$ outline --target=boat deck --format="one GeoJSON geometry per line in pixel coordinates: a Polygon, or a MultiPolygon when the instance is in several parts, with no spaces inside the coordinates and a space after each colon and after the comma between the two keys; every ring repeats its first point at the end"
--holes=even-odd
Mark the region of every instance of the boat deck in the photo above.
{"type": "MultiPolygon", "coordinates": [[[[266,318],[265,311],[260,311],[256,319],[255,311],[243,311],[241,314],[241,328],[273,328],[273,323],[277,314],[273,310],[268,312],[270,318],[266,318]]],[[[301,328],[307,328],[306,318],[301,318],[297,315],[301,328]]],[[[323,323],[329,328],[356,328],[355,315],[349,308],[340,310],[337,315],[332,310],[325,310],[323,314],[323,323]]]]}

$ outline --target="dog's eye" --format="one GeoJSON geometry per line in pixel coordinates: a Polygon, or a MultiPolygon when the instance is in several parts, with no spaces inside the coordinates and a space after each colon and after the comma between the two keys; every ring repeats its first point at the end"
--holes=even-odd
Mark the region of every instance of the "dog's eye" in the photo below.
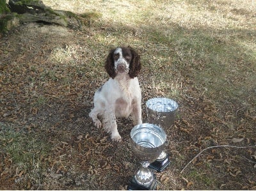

• • •

To do –
Reproduce all the entries above with every "photo" switched to "image" and nothing else changed. Omit the pictures.

Answer for the task –
$ outline --target=boat deck --format="one GeoJSON geometry per line in pixel coordinates: a Polygon, or a MultiPolygon when the instance is in several parts, with no spaces inside the coordinates and a space after each colon and after the comma between the two keys; every ring repeats its first point at the end"
--holes=even-odd
Mark the region of every instance of the boat deck in the image above.
{"type": "MultiPolygon", "coordinates": [[[[266,318],[265,311],[260,311],[256,319],[255,311],[243,311],[241,314],[241,328],[273,328],[273,323],[277,314],[273,310],[268,312],[270,318],[266,318]]],[[[301,328],[307,328],[306,318],[301,318],[297,315],[301,328]]],[[[323,323],[329,328],[356,328],[355,315],[349,308],[340,310],[337,315],[332,310],[325,310],[323,314],[323,323]]]]}

$ outline --target="dog's eye" --format="one GeoJSON geometry per line in pixel coordinates: a Polygon, or a MultiPolygon when the instance is in several parts, with no spaces inside the coordinates and a space after each colon and after the comma between the two keys; every ring repeats its first point at the end"
--holes=even-odd
Mark the region of every instance of the "dog's eye" in the image below.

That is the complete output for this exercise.